» Your objective
Count the lines in the items below that contain the string "vent", treating uppercase and lowercase as different. Reply with the number alone.

::::

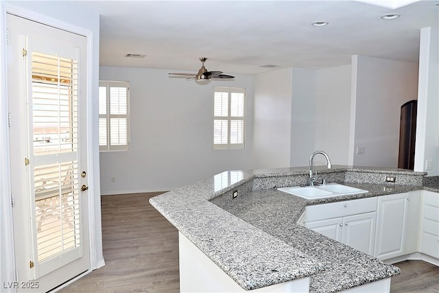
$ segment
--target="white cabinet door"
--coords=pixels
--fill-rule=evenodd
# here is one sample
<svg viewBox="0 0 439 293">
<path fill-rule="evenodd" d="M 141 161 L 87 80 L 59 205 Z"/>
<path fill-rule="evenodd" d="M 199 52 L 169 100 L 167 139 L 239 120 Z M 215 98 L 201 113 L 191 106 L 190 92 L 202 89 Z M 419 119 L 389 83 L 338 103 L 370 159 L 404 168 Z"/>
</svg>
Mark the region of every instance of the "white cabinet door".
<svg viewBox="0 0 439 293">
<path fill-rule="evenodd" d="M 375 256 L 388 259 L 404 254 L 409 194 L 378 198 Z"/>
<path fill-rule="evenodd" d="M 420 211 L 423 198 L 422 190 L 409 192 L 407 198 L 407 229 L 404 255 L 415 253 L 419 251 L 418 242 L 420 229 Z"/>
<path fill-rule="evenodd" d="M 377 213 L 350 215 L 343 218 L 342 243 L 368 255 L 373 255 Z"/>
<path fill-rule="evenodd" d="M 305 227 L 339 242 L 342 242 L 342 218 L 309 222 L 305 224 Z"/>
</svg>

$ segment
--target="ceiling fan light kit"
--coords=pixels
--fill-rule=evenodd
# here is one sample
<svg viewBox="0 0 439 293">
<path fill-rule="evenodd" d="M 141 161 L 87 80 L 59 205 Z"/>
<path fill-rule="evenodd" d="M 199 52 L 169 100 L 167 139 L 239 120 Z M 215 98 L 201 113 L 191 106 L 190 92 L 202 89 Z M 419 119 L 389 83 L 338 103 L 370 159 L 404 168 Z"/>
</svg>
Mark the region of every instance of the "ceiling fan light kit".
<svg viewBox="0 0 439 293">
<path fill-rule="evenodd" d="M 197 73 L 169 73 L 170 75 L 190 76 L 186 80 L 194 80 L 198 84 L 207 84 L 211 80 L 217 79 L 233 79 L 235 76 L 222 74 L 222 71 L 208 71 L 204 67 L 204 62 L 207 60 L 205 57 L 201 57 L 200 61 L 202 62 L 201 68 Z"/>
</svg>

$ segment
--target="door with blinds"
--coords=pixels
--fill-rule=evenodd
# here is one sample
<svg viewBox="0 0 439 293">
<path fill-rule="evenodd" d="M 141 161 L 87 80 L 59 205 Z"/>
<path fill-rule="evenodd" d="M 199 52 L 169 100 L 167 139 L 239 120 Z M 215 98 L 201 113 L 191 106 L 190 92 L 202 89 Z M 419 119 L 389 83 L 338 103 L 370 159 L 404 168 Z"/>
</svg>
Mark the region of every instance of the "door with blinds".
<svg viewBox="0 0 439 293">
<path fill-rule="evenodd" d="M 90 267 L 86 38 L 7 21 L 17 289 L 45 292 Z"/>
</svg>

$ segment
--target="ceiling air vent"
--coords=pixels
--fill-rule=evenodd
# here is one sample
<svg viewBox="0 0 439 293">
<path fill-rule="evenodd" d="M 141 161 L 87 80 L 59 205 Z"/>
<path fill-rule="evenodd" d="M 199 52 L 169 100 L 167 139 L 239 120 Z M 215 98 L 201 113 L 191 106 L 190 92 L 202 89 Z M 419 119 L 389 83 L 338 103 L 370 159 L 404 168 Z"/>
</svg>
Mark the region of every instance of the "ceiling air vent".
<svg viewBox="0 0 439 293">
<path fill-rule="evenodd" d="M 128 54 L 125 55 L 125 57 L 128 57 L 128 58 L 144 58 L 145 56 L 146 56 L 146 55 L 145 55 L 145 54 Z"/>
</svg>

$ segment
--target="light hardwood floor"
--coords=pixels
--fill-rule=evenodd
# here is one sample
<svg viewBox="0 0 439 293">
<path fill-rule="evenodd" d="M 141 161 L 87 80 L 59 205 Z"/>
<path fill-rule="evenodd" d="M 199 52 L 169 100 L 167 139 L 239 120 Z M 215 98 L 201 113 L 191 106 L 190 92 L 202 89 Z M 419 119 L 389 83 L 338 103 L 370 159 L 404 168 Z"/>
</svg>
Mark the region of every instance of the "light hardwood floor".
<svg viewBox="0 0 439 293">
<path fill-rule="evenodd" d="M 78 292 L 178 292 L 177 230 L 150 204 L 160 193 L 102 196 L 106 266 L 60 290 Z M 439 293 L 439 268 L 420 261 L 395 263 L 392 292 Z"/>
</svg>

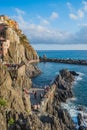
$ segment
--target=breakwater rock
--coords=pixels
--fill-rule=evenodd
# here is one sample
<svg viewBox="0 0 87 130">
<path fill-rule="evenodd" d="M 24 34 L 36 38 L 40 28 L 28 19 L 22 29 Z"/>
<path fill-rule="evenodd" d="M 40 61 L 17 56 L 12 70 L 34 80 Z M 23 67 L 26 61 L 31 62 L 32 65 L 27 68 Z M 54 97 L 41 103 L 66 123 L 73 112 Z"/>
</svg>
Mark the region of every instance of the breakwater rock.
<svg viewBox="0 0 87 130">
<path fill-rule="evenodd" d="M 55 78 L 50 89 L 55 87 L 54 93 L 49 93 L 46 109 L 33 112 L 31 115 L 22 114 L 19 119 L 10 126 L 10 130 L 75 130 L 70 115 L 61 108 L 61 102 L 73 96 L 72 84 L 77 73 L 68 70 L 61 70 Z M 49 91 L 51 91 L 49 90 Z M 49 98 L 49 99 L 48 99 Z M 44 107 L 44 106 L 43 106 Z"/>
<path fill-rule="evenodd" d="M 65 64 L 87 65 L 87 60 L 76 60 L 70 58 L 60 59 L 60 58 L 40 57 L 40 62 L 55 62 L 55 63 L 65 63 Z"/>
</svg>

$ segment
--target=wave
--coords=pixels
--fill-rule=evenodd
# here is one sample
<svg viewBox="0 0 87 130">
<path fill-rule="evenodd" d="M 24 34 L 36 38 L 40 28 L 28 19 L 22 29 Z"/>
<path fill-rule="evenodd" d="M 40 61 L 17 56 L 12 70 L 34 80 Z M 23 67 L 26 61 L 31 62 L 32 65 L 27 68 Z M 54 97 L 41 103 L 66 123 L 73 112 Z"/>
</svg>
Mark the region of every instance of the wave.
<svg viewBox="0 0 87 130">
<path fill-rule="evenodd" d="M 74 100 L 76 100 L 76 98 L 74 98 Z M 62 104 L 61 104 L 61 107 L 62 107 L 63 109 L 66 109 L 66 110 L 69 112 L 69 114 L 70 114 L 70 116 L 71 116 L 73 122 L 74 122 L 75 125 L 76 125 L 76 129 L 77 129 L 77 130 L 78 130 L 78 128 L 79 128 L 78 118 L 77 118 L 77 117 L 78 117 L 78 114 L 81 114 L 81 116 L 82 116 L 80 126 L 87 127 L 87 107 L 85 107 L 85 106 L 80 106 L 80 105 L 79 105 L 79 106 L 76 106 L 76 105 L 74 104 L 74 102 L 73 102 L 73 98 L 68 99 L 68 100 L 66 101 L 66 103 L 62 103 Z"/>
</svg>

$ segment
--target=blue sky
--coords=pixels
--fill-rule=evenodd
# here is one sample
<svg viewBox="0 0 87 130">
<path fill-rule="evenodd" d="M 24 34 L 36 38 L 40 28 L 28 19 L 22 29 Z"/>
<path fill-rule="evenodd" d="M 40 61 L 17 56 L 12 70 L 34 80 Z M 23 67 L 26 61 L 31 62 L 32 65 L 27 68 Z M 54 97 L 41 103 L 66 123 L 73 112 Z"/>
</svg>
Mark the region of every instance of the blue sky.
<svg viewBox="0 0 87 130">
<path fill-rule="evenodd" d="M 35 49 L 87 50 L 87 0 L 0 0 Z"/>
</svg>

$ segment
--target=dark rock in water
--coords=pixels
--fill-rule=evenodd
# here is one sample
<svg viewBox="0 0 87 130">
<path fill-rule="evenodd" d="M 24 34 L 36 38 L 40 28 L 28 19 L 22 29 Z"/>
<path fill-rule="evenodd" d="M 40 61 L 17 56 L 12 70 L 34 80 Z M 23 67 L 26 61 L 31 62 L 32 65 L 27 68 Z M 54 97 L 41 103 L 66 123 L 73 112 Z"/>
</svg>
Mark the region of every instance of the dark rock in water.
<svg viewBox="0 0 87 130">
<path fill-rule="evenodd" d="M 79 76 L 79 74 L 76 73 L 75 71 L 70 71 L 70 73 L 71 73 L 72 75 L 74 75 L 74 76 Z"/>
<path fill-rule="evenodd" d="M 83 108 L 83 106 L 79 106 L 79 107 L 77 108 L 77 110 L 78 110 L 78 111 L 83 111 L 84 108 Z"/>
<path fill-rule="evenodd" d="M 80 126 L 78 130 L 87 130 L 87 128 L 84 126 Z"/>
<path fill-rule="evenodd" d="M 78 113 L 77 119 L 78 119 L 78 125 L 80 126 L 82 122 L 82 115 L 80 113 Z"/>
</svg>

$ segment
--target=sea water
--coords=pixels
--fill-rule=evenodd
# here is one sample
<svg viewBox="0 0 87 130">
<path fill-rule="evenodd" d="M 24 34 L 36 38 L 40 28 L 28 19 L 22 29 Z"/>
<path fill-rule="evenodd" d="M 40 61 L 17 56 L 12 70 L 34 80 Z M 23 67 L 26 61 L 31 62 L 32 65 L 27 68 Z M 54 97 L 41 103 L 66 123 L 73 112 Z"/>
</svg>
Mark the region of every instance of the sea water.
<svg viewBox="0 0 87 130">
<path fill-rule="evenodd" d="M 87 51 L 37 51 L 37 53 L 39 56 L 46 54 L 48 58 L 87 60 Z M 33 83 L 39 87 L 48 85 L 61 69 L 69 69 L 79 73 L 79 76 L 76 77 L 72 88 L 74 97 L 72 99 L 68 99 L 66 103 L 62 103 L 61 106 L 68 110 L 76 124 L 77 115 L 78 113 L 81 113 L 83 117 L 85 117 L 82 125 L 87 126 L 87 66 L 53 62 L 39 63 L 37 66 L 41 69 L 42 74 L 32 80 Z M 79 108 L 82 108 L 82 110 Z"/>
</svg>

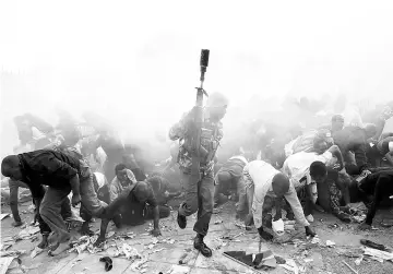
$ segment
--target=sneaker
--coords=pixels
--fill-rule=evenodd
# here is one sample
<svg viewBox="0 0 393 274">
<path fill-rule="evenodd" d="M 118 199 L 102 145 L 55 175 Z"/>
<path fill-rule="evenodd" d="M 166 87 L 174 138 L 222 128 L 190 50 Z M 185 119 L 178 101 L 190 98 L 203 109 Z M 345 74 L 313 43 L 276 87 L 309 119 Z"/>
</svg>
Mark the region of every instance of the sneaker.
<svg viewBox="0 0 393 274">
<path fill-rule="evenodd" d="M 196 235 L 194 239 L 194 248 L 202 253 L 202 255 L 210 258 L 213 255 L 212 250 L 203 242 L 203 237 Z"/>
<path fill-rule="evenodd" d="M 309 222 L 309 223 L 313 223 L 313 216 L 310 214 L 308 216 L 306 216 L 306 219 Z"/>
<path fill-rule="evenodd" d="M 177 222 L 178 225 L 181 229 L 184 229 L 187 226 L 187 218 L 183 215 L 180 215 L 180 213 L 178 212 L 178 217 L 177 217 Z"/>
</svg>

::::

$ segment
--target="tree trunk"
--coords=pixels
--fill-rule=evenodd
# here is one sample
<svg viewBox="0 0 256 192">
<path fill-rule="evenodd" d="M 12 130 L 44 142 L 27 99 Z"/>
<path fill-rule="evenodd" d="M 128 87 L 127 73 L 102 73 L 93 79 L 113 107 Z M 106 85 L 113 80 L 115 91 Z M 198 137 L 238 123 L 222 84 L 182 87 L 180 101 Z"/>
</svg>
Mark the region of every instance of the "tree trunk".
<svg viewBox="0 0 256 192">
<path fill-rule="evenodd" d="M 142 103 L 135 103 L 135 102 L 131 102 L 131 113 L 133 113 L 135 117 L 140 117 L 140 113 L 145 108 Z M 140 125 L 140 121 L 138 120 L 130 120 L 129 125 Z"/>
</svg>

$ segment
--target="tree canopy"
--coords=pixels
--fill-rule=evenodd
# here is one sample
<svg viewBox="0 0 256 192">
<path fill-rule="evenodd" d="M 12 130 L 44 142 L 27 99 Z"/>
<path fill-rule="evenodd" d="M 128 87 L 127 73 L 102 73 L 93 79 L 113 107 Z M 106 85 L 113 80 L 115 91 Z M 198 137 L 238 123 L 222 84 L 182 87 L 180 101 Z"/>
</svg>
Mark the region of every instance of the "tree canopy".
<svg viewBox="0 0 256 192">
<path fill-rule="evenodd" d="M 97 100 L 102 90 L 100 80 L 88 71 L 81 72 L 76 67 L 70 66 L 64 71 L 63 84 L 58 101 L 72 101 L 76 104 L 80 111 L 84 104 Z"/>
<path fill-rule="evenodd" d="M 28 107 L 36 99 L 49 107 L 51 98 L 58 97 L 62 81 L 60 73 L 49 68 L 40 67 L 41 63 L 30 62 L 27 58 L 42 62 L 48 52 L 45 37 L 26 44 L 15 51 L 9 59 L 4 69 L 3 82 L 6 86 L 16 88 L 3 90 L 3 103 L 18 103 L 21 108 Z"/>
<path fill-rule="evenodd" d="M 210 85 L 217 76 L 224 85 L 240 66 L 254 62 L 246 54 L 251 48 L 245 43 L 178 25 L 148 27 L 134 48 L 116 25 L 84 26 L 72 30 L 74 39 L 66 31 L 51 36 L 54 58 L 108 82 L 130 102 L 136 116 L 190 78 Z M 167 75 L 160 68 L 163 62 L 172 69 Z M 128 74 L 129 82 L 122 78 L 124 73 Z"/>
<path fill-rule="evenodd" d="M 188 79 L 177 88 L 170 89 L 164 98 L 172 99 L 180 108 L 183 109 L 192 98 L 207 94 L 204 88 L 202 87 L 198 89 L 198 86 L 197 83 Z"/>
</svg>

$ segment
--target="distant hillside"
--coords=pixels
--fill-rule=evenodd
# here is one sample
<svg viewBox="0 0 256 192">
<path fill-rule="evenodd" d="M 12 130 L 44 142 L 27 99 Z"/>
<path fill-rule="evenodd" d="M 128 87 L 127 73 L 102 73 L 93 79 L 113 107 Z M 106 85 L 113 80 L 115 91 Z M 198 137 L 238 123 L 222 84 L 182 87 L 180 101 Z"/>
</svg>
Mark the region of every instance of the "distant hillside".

::::

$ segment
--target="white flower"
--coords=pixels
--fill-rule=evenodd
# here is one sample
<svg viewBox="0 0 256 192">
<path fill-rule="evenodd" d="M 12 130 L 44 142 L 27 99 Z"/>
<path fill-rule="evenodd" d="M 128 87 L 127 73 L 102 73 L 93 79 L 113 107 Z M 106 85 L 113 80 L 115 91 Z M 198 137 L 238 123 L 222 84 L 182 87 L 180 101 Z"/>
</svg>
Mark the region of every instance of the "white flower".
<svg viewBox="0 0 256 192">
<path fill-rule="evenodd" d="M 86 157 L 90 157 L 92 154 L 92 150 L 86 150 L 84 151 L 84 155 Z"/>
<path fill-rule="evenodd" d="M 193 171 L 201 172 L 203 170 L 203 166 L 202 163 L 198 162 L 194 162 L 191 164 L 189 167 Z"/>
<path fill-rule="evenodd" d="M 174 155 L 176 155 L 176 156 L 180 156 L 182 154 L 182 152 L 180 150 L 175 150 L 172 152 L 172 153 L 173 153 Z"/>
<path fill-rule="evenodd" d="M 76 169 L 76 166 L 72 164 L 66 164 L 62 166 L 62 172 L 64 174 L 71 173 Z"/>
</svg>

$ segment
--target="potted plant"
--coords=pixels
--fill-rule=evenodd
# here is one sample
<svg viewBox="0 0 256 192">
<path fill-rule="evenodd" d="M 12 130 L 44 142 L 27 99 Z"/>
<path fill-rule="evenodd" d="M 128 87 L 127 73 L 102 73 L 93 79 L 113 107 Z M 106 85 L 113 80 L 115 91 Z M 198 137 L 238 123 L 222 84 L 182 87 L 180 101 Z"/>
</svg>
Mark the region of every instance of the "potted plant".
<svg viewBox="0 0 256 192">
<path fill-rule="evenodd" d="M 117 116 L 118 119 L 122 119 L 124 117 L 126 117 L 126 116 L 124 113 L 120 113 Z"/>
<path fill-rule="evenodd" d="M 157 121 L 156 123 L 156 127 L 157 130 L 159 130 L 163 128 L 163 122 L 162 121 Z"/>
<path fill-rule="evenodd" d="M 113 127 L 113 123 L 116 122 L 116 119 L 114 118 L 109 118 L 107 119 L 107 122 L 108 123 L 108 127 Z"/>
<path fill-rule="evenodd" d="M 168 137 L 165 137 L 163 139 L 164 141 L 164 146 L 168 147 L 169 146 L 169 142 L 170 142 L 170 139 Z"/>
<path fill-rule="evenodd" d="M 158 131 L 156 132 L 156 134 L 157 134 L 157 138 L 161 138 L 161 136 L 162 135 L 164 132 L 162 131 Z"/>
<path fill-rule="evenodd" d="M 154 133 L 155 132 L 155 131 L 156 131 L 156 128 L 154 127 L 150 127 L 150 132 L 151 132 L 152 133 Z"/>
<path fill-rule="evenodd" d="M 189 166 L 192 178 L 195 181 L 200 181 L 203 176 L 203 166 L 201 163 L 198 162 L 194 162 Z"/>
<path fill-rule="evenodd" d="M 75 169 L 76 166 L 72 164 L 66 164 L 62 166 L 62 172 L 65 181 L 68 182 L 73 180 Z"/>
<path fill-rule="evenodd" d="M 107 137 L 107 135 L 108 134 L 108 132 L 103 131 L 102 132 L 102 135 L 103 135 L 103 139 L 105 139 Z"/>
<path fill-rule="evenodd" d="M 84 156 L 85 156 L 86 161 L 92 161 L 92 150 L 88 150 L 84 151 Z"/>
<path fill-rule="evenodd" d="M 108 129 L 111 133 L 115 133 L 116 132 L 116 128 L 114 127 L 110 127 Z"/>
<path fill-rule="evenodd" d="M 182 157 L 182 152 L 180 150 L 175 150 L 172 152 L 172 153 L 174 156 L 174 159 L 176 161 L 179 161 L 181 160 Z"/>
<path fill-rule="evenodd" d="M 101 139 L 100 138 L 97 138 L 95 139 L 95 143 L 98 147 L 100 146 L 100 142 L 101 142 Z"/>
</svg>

::::

» Solution to the problem
2